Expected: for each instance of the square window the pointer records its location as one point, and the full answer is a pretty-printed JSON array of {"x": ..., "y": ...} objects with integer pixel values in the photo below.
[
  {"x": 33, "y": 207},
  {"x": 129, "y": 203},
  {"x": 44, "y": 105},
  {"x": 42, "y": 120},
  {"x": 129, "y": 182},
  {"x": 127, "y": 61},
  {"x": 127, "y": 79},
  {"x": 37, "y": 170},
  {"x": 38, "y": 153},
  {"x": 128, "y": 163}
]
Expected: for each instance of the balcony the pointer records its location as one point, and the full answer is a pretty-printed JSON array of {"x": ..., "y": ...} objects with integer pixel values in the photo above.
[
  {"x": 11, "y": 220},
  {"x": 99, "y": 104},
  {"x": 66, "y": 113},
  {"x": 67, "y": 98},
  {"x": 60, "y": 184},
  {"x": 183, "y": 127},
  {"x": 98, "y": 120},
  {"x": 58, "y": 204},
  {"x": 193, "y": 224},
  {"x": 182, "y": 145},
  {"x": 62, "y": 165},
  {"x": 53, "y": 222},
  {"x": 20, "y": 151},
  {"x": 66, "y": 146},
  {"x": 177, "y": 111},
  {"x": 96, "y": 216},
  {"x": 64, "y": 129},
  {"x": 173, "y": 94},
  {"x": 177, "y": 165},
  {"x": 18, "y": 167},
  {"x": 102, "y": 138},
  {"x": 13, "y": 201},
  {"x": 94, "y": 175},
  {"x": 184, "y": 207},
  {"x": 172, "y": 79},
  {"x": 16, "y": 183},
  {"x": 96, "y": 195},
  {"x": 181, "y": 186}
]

▬▬▬▬▬▬▬▬▬▬

PROBLEM STATEMENT »
Every entry shown above should be written out again without a single difference.

REPLY »
Expected: for each instance of the square window the pointer records its location as one point, and the full answer is a pretty-printed JSON array of {"x": ..., "y": ...} objects with integer pixel values in the photo below.
[
  {"x": 33, "y": 207},
  {"x": 129, "y": 203},
  {"x": 44, "y": 105},
  {"x": 42, "y": 120},
  {"x": 129, "y": 182},
  {"x": 127, "y": 61},
  {"x": 127, "y": 79},
  {"x": 37, "y": 170},
  {"x": 38, "y": 153},
  {"x": 128, "y": 163}
]
Expected: for each instance of the balcony the pointer records its location as one point, and the full answer is a pretty-printed JSON array of {"x": ..., "y": ...} objects with integer pixel values in the photo above.
[
  {"x": 11, "y": 220},
  {"x": 99, "y": 104},
  {"x": 66, "y": 113},
  {"x": 67, "y": 98},
  {"x": 60, "y": 184},
  {"x": 183, "y": 127},
  {"x": 98, "y": 120},
  {"x": 58, "y": 204},
  {"x": 193, "y": 224},
  {"x": 182, "y": 145},
  {"x": 62, "y": 165},
  {"x": 53, "y": 222},
  {"x": 20, "y": 151},
  {"x": 66, "y": 146},
  {"x": 177, "y": 111},
  {"x": 96, "y": 216},
  {"x": 64, "y": 129},
  {"x": 173, "y": 94},
  {"x": 177, "y": 165},
  {"x": 18, "y": 167},
  {"x": 102, "y": 138},
  {"x": 13, "y": 201},
  {"x": 94, "y": 175},
  {"x": 184, "y": 207},
  {"x": 172, "y": 79},
  {"x": 16, "y": 183},
  {"x": 96, "y": 195},
  {"x": 181, "y": 186}
]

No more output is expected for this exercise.